* _Work to complete_: Lines from the one with "Where can the overcast" through the end of the listing below are to be retyped exactly.

* _Supplied data_:
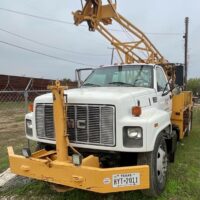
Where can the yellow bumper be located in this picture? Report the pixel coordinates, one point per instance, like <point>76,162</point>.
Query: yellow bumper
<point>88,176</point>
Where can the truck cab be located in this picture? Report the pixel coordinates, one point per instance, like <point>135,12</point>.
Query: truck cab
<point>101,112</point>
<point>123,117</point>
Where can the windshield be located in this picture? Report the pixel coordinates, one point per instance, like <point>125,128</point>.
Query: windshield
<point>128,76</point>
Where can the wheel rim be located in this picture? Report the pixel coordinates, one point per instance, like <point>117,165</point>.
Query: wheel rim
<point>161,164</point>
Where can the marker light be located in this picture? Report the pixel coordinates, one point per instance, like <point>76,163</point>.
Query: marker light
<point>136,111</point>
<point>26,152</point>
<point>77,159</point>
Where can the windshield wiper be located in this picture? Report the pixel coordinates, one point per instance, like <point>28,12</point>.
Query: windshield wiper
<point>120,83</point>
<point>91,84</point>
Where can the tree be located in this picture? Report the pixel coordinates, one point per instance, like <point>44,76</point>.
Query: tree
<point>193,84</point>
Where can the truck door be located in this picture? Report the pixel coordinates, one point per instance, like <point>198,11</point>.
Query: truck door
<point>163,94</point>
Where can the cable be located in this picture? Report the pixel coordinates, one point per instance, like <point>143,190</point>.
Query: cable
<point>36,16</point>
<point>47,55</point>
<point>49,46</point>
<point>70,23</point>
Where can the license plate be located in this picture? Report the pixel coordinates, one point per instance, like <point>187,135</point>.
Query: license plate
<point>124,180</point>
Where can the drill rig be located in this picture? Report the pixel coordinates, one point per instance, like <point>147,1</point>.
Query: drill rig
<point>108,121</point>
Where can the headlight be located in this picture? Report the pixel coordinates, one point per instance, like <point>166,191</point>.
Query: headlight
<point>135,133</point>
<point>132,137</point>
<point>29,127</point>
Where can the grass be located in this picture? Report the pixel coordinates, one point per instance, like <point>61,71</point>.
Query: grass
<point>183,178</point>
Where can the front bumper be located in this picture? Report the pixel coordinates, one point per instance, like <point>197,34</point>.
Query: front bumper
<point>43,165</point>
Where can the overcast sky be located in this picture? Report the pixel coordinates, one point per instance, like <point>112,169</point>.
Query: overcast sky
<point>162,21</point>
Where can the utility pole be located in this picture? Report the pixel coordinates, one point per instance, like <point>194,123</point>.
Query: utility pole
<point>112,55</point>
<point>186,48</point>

* _Solution_:
Where can the overcast sky be located in this picture? Report the pixel coordinates, one point per instance, like <point>112,169</point>.
Query: overcast sky
<point>162,21</point>
Where can the utility pole be located in this picture? Report the pixel coordinates, one point per instance, like <point>194,123</point>.
Query: utility pole
<point>112,55</point>
<point>186,48</point>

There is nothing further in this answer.